_Objectif_:
Renvoie sous forme de liste JSON de chaînes le passage allant de la ligne qui contient "Target: hazy sky" jusqu'à la fin des items, bornes comprises. Mets une chaîne par ligne et laisse de côté les lignes vides.
━━━━━ Matériel ━━━━━
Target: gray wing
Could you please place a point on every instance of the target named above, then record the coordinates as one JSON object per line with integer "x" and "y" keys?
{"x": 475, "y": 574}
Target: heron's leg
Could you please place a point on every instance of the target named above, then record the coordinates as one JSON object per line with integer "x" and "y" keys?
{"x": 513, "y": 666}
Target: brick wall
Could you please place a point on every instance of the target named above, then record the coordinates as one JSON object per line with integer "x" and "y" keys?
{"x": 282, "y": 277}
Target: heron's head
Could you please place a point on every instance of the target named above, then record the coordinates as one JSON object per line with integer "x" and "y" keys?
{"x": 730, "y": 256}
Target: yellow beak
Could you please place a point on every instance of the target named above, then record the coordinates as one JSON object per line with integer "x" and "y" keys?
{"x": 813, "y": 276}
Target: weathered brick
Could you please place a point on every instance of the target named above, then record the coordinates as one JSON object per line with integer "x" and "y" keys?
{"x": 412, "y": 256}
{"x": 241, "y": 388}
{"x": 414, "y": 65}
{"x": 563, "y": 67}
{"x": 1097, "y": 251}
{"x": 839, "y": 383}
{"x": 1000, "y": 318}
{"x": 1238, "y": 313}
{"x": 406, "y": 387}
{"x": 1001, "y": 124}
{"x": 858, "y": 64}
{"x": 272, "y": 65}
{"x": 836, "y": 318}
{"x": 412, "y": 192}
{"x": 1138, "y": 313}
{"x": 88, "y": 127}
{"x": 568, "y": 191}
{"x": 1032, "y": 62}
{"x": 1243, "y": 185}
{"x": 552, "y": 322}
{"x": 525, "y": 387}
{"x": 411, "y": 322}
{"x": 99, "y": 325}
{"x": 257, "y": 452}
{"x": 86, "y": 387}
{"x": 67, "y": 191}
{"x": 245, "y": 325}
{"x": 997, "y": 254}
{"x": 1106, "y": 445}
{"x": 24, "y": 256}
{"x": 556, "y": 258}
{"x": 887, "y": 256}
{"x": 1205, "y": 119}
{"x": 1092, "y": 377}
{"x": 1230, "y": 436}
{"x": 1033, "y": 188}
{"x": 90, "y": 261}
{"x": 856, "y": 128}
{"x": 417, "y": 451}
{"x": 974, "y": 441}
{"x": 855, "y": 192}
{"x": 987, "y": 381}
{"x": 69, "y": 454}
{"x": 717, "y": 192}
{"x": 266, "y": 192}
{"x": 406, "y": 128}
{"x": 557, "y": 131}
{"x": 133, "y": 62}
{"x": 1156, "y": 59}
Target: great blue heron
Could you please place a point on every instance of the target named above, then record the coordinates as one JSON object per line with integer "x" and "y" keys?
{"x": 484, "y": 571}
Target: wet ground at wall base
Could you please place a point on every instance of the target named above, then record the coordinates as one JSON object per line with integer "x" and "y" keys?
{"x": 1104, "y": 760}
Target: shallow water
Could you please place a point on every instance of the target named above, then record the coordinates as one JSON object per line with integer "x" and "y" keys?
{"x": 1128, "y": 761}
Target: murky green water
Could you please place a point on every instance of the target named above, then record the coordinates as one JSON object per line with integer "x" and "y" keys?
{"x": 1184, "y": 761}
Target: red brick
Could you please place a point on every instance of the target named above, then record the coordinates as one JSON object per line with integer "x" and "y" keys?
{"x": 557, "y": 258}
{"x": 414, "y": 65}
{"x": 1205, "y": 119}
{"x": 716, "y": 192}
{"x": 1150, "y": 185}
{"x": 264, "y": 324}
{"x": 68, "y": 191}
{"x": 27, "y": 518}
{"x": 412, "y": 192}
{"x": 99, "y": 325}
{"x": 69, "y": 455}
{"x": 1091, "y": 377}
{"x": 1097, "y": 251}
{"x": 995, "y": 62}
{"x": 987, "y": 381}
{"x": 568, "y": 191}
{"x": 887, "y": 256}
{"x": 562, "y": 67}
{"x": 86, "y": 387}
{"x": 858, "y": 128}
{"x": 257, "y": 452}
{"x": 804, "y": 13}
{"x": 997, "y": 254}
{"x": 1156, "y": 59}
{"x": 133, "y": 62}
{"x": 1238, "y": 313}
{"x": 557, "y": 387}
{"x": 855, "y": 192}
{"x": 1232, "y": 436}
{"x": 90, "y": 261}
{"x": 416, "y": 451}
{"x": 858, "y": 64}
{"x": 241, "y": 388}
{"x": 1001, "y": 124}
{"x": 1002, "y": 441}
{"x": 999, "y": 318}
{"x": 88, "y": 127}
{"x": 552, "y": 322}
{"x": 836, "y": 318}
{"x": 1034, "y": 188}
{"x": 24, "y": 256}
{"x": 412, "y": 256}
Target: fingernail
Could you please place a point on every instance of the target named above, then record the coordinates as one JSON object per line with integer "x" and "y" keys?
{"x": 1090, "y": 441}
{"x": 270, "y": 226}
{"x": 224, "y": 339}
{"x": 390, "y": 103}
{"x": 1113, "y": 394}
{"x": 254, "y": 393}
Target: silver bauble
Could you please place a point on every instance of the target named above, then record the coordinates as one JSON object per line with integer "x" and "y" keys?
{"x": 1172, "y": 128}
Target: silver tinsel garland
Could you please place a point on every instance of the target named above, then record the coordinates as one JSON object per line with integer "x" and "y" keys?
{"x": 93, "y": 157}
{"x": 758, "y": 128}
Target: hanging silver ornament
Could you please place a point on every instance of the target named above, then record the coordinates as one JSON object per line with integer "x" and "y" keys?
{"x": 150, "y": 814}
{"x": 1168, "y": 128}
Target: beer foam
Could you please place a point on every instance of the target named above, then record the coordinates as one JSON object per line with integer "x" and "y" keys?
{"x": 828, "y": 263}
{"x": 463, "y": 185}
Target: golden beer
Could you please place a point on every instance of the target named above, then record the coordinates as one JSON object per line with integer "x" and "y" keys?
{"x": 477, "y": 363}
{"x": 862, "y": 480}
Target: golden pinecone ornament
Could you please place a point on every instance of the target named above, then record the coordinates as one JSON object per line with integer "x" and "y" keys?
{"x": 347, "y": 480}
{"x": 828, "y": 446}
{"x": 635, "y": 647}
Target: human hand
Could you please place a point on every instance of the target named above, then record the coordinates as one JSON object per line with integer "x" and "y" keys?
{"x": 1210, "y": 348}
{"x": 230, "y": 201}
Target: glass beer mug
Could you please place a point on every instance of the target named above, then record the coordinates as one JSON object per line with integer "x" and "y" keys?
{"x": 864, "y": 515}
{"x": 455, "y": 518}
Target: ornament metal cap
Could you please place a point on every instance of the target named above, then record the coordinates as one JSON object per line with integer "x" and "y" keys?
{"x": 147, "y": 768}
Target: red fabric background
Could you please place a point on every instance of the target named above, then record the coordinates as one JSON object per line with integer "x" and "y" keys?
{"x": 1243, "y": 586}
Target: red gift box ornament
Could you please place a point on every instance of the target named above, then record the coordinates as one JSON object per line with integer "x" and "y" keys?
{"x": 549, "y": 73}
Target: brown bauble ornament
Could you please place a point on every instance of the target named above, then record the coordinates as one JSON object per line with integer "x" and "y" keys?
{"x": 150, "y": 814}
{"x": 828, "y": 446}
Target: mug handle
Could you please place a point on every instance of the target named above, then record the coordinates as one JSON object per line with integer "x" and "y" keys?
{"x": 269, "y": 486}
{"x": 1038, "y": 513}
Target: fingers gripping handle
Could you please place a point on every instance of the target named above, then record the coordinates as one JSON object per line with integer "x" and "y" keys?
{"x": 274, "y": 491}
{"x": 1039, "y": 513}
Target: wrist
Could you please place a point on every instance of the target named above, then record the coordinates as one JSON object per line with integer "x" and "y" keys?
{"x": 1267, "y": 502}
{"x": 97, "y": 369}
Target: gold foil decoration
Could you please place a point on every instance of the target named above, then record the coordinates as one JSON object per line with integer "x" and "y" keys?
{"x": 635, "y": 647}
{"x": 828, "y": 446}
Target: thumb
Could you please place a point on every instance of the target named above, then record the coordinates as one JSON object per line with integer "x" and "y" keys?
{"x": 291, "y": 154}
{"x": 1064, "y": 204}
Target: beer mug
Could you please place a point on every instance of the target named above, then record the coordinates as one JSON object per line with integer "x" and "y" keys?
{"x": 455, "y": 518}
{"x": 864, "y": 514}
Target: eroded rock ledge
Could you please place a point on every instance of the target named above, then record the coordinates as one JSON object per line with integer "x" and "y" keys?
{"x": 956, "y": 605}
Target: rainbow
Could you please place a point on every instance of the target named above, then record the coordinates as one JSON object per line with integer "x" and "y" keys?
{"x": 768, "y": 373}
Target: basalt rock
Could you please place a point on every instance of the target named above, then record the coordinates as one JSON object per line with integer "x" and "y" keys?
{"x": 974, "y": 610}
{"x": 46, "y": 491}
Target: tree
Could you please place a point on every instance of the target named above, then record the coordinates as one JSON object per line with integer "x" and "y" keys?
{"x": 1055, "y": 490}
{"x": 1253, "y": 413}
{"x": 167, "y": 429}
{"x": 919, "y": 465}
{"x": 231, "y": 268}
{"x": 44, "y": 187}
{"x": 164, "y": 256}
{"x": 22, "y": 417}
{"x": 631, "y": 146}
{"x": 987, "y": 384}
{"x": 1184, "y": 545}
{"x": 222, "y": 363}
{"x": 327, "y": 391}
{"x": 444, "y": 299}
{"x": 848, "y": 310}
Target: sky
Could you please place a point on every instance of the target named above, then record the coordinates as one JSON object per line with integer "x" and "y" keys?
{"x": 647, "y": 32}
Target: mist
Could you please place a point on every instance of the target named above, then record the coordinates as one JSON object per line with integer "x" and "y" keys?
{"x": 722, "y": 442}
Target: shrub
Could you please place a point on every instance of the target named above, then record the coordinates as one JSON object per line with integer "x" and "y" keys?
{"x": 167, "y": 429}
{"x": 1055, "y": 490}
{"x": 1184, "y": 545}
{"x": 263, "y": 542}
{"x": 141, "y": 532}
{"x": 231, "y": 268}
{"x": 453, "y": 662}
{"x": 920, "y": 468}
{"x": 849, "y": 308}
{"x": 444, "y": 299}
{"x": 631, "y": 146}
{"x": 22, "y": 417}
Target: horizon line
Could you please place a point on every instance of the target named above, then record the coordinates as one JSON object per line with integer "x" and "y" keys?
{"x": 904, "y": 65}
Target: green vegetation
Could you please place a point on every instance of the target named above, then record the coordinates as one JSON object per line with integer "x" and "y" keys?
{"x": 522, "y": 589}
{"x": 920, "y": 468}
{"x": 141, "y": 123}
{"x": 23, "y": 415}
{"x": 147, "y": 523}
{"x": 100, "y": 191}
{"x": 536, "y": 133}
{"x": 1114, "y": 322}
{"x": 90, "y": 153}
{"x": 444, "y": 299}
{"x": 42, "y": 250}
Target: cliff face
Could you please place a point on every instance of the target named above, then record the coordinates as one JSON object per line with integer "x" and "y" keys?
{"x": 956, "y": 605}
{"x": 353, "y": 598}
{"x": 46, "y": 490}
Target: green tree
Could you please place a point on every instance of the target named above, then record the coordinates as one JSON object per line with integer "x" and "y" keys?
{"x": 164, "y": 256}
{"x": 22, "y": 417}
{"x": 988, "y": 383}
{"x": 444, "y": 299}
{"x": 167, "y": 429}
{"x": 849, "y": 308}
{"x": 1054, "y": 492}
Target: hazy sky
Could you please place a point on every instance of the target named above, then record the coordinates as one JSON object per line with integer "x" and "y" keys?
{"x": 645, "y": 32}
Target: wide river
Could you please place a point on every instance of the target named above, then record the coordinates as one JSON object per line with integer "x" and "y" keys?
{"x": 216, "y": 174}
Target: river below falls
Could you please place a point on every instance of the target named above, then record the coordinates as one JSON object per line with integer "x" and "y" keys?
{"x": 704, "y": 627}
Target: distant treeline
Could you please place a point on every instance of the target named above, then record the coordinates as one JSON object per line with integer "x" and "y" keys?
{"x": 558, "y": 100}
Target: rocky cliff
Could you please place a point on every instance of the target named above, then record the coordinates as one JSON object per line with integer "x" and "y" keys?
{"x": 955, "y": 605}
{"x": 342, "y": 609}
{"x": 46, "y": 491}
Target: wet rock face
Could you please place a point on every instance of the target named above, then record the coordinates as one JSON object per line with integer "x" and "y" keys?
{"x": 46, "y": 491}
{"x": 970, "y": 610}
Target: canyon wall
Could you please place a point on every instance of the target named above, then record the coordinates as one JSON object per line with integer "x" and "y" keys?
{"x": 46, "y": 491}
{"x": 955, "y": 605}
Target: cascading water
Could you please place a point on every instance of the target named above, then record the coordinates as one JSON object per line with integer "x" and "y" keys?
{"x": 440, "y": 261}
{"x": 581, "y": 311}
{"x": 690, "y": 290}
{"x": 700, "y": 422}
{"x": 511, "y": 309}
━━━━━
_Réponse_:
[
  "Target: hazy sky",
  "Could you please place a point on every instance of the target named above, then record the coordinates as one JSON object per line with integer \"x\" and \"y\" keys?",
  "{\"x\": 645, \"y\": 32}",
  "Target: wide river",
  "Could you please place a point on every instance of the target named above, then record the coordinates as one JSON object per line with integer \"x\" and \"y\" keys?",
  "{\"x\": 216, \"y\": 174}",
  "Target: river below falls",
  "Could you please place a point on every instance of the target named above, then record the coordinates as one JSON object per line with integer \"x\" and \"y\" keys?",
  "{\"x\": 704, \"y\": 627}",
  "Target: distant treeline",
  "Could you please place a point on every instance of the target named above, then record the coordinates as one JSON object per line with integer \"x\" and \"y\" keys?",
  "{\"x\": 558, \"y\": 100}",
  "Target: rocky cliff",
  "Could you please place a point on every instance of the target named above, then record the coordinates as one JSON object per line with integer \"x\" and \"y\" keys?",
  "{\"x\": 955, \"y\": 605}",
  "{\"x\": 342, \"y\": 609}",
  "{\"x\": 46, \"y\": 491}",
  "Target: wet rock face",
  "Could you please place a point on every instance of the target named above, then record the coordinates as one JSON object per line with integer \"x\" and \"y\" keys?",
  "{\"x\": 46, \"y\": 491}",
  "{\"x\": 970, \"y\": 610}",
  "Target: canyon wall",
  "Could you please place a point on every instance of the target named above, then record the coordinates as one JSON object per line with integer \"x\" and \"y\" keys?",
  "{\"x\": 46, \"y\": 491}",
  "{\"x\": 955, \"y\": 605}",
  "Target: cascading water",
  "Could you please place a point on every instance of the target named above, then record the coordinates as one JSON object per line with integer \"x\" and \"y\" keys?",
  "{\"x\": 440, \"y\": 261}",
  "{\"x\": 581, \"y\": 311}",
  "{\"x\": 690, \"y\": 290}",
  "{\"x\": 700, \"y\": 422}",
  "{\"x\": 511, \"y\": 309}"
]